• _Task requirements_
Return every line of the data that contains the word "door".

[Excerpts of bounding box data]
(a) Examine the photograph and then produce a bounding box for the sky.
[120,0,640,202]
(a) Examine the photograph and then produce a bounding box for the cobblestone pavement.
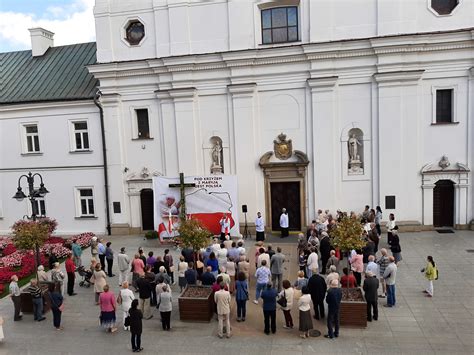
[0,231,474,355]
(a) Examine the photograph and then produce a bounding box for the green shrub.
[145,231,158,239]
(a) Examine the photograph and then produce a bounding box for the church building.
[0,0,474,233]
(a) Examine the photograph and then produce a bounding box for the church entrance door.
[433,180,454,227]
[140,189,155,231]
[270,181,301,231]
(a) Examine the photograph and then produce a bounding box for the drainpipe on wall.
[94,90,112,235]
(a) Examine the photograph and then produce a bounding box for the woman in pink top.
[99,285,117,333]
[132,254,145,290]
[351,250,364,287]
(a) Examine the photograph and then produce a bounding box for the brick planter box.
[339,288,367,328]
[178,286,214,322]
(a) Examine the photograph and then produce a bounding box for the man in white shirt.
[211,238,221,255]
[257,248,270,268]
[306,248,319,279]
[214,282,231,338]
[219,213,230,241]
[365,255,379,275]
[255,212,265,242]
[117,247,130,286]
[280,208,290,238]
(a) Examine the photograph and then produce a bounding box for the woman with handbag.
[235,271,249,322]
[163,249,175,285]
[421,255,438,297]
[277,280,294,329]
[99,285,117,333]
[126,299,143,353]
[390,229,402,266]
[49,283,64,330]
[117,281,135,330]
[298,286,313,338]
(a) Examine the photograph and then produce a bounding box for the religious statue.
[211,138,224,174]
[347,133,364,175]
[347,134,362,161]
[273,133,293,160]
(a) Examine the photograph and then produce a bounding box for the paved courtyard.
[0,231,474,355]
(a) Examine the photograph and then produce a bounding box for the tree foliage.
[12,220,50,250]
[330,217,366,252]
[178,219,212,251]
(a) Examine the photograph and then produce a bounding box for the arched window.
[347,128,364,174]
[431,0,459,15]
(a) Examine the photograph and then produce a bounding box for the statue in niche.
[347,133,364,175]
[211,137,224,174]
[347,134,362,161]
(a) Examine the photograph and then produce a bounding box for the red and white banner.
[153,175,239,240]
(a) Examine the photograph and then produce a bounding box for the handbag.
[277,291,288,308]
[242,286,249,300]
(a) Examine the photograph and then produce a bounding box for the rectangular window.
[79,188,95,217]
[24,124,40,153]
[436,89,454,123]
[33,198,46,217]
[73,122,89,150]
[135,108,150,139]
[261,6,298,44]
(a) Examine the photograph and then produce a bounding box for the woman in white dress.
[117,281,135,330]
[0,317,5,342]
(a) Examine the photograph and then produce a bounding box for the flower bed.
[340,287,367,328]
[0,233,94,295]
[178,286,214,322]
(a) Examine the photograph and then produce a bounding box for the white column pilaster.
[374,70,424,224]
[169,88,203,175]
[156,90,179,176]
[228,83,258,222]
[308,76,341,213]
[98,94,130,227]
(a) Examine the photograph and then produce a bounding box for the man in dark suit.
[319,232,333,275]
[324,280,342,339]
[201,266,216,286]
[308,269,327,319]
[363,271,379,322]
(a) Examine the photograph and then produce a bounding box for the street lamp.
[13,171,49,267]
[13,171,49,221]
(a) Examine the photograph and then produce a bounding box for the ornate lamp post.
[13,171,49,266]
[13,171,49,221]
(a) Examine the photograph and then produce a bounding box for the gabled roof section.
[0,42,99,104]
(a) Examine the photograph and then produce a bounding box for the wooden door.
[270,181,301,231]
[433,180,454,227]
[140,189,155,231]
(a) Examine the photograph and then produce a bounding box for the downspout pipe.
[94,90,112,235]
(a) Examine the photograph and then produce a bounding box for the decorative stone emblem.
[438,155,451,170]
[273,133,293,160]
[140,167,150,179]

* * *

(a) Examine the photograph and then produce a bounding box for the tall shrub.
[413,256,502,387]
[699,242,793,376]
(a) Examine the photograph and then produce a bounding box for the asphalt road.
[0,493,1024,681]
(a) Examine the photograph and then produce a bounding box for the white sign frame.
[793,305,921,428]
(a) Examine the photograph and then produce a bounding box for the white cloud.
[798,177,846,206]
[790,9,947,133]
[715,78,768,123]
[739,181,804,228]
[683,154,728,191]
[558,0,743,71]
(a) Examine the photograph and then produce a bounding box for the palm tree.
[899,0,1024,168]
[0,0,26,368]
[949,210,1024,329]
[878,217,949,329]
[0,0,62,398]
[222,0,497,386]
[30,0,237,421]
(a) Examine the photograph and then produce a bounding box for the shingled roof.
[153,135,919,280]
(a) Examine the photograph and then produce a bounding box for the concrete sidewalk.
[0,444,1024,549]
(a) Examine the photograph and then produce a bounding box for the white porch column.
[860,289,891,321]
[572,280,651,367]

• _Solved problem_
(a) Examine the photograph and then produce a bounding box for the church entrance door.
(a) Examine the photograph and then produce a bounding box for the wooden door.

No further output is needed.